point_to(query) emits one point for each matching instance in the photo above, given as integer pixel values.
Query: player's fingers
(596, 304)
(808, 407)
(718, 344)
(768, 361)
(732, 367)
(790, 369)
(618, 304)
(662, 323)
* * * *
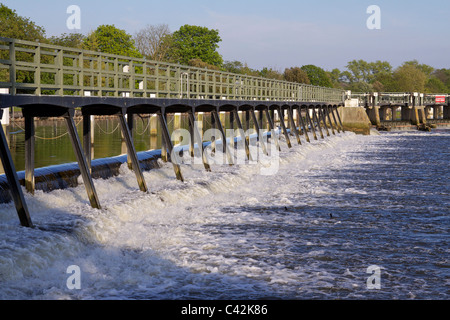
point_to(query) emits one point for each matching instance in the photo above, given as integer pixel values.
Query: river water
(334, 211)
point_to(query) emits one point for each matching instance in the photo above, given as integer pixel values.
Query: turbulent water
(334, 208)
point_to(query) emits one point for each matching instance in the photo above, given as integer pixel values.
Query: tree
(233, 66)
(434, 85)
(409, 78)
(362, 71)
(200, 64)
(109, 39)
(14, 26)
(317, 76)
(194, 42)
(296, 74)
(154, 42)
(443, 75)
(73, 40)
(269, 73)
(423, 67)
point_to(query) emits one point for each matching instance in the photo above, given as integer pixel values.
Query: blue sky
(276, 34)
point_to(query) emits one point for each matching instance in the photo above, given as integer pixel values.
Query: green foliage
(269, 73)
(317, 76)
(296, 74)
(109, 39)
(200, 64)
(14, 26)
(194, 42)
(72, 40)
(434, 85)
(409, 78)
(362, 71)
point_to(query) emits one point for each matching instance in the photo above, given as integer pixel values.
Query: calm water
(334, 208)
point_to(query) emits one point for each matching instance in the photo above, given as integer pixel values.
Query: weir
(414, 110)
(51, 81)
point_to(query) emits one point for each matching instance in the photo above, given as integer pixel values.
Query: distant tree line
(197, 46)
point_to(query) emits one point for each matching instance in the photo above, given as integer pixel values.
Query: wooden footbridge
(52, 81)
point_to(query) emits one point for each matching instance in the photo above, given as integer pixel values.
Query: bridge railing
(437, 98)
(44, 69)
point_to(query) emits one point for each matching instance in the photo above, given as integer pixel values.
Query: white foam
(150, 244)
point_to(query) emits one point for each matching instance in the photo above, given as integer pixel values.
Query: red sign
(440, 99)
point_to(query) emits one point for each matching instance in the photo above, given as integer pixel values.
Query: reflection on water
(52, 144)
* * * *
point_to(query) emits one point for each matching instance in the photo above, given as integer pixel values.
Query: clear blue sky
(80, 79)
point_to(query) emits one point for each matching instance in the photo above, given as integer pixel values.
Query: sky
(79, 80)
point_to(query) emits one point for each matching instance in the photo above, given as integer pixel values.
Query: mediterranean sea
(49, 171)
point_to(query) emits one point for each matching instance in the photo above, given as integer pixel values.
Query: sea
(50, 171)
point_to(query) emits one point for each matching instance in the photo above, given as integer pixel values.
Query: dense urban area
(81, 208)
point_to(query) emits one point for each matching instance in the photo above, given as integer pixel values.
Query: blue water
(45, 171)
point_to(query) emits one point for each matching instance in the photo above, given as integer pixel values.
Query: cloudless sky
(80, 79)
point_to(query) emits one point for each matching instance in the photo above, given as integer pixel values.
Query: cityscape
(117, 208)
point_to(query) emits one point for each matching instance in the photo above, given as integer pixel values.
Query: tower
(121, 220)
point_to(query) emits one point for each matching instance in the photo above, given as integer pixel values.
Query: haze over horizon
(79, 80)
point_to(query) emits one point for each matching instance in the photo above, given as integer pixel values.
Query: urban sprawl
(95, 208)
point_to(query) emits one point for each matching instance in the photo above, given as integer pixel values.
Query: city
* * * *
— Goal —
Pull out each line of the listing above that contains the string "urban", treating uppercase and lowercase letters as different.

— Complete output —
Query: dense urban area
Query: urban sprawl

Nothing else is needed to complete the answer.